··· Material for this task ···

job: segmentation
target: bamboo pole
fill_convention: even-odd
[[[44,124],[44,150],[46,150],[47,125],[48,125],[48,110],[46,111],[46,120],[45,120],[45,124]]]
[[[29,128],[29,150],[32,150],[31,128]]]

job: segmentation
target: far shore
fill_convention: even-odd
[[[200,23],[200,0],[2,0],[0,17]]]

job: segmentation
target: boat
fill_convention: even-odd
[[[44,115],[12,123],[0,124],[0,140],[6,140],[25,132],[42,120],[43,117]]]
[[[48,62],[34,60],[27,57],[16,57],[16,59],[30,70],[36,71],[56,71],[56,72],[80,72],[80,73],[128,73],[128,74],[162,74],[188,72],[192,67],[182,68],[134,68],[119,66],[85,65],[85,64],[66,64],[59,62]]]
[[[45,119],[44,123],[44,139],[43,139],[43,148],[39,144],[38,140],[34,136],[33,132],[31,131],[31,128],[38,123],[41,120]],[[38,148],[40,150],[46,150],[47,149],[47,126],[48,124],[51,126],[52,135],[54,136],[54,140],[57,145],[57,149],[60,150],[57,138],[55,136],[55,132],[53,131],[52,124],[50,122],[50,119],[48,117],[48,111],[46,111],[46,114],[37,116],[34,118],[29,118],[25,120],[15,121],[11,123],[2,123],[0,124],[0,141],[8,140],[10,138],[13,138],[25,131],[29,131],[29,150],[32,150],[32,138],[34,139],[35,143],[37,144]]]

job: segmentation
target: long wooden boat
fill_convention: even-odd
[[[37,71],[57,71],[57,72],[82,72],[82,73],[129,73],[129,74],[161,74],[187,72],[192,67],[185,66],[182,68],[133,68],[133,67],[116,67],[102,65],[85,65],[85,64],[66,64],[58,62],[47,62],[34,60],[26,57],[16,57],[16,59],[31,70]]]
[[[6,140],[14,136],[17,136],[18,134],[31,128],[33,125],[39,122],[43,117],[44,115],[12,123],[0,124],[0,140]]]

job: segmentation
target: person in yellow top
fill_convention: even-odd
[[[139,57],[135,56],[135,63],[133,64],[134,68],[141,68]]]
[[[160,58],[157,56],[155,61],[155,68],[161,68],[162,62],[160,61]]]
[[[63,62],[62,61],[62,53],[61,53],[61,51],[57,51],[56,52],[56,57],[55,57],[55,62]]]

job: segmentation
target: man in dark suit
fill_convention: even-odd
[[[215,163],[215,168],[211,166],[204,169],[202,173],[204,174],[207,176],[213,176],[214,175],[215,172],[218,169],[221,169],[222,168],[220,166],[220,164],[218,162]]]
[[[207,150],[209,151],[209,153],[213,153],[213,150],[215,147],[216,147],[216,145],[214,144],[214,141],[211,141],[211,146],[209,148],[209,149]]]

···

◆ **What is asked**:
Reproduce the records starting at the first line and ending at the line that contains "[[[200,23],[200,0],[2,0],[0,17]]]", replacing "even-odd" with "nonzero" and leaving everything else unchanged.

◆ **Answer to this problem**:
job: segmentation
target: bamboo pole
fill_convention: nonzero
[[[44,124],[44,150],[46,150],[47,125],[48,125],[48,110],[46,111],[46,120],[45,120],[45,124]]]
[[[29,128],[29,150],[32,150],[31,128]]]

job: segmentation
target: far shore
fill_convention: nonzero
[[[200,23],[200,0],[2,0],[0,17]]]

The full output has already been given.